Task requirements: Write out every item below word for word, keeping each line unchanged.

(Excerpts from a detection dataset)
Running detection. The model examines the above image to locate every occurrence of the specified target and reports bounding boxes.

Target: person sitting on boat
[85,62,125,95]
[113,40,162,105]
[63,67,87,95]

Response below:
Running detection. The model examines the above image to locate every occurrence of the specified target and reports bounding boxes.

Target: person sitting on boat
[85,62,125,95]
[113,40,162,105]
[63,67,87,95]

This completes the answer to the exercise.